Цитируемый текст
В отличие от католичества, полагает Л. П. Карсавин, для православия «деятельность человека не является … ограниченно-человеческой деятельностью. Она есть деятельность человека в постоянном, непрерывном причастии его Божеству через Христа, богочеловеческая, все равно – в какой бы области она ни проявлялась: в индивидуальной, общественной или государственной. Человек для восточного религиозного сознания … сын Божий, никогда окончательно не утрачивающий единства с Отцом… В православии наименее выражен момент законнический, возмещаемый живым ощущением свободы и Богосыновства, хотя, – отмечает Л. П. Карсавин, – часто и сочетающийся с безобразиями блудного сына»230.

В интерпретации А. Ф. Лосева католичество «внесением субординации в природу Божества, формализированием и опустошением первых двух Лиц Божества и нарочитым гипостазированием (и в то же время принижением) третьего Лица, получает явно уродливый характер и носит все признаки ереси»231. Произошедшая в рамках католичества юридизация (рационализация, формализация) христианства имеет «своим основанием Filioque», которое поэтому «не есть что-то случайное, неясное, излишнее или внешнее». «Прежде всего на основе Filioque построено католическое учение о первородном грехе, где мы находим, главным образом, две формы позитивизма – или августиновский фатализм, или ансельмо-скотовскую «юридическую» теорию. В силу Filioque существует догмат о беспорочном зачатии Девы Марии: рождение Христа Девой от Духа Свята для католиков мало обосновано, ввиду приниженного значения Духа Святого, для восполнения чего требуется позитивно-эмпирическое очищение человеческого естества Девы Марии… На юридической теории искупления основано учение о сверхдолжных заслугах и, следовательно, об индульгенциях. Рационалистическим синтезом отвлеченного агностицизма и формалистического позитивизма является догмат о непогрешимости Римского папы … относительно же юридического формализма папской власти … распространяться не приходится. Сюда же необходимо причислить и учение о чистилище, пытающееся диалектику и антиномику вечных мук заменить формальной логикой и рационализмом всеобщего спасения»232.

Комментируя лосевскую конструкцию культурно-исторических последствий Filioque, современный исследователь его творчества отмечает, что для мыслителя они прежде всего нашли выражение в повышении статуса субъекта и статуса материи, субъективации истины и в конечном счете имманентизации самого Бога233. Таким образом, А. Ф. Лосев сходным с Л. П. Карсавиным образом интерпретирует социокультурные следствия догматического новаторства католичества.

Согласно концепции филиоквизма В. Н. Лосского, допустив исхождение Святого Духа от Отца и Сына, католическое учение превратило Отца и Сына в общее начало Святого Духа, сведя Его Ипостась к функции связи между Отцом и Сыном. Тем самым, подчеркивает В. Н. Лосский, оно поставило «общее над личностным», обнаружило тенденцию «обезличить» Ипастаси, смешивая Божественные Личности Отца и Сына и превращая таким образом Третье Лицо в связь между двумя первыми. По мнению В. Н. Лосского, в католическом учении о бытии Лиц Святой Троицы подчеркивалась общность Их божественной природы в ущерб осознания личностного характера Божественного Триединства234.

Собранные данные
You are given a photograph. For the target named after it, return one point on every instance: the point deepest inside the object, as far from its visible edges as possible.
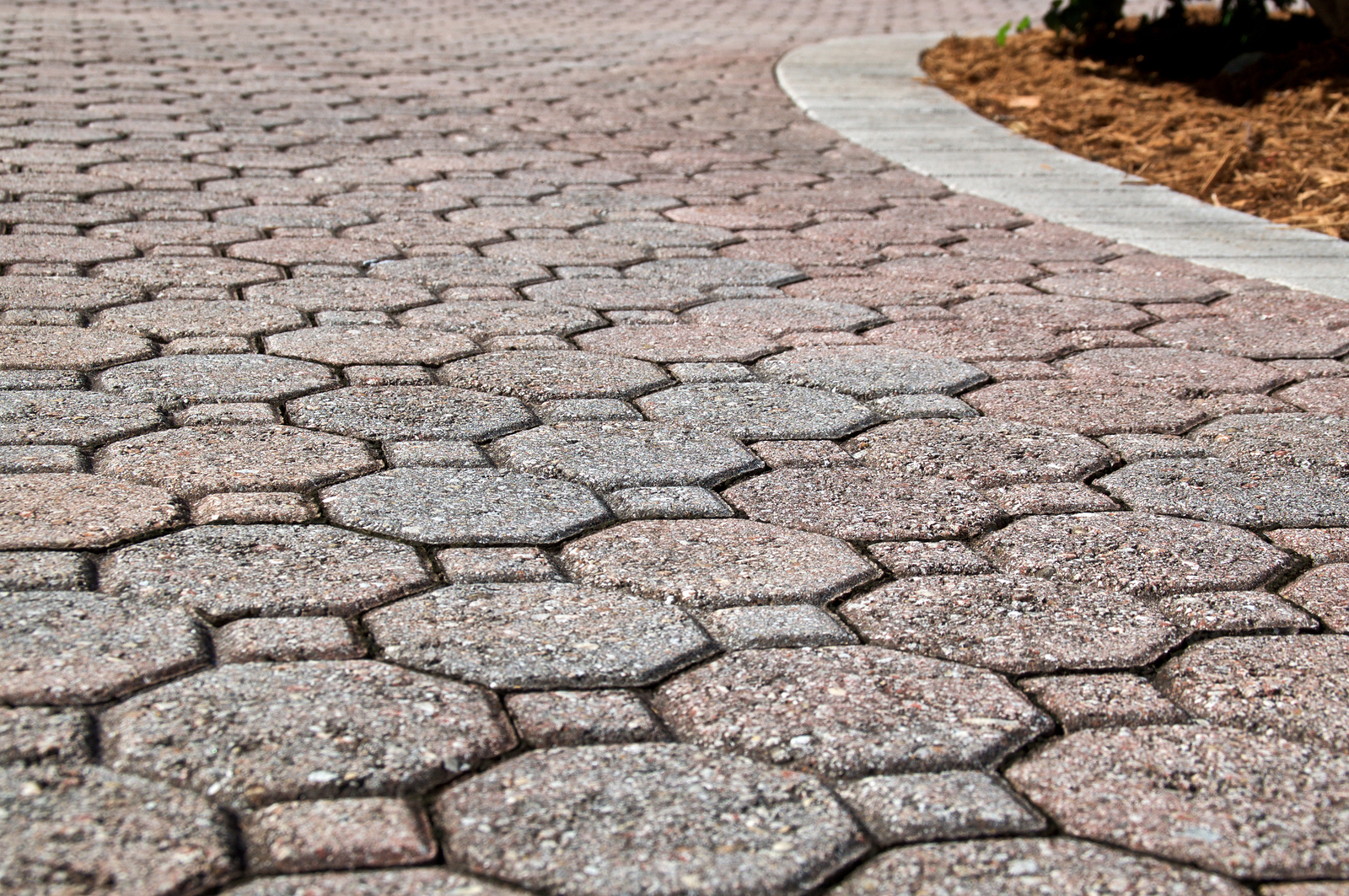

Формулировка задачи
Перепишите без изменений часть текста о православии и католичестве. Начните с того места, где стоят слова «Комментируя лосевскую конструкцию», и остановитесь после слов «догматического новаторства католичества.».

Текст ответа
Комментируя лосевскую конструкцию культурно-исторических последствий Filioque, современный исследователь его творчества отмечает, что для мыслителя они прежде всего нашли выражение в повышении статуса субъекта и статуса материи, субъективации истины и в конечном счете имманентизации самого Бога233. Таким образом, А. Ф. Лосев сходным с Л. П. Карсавиным образом интерпретирует социокультурные следствия догматического новаторства католичества.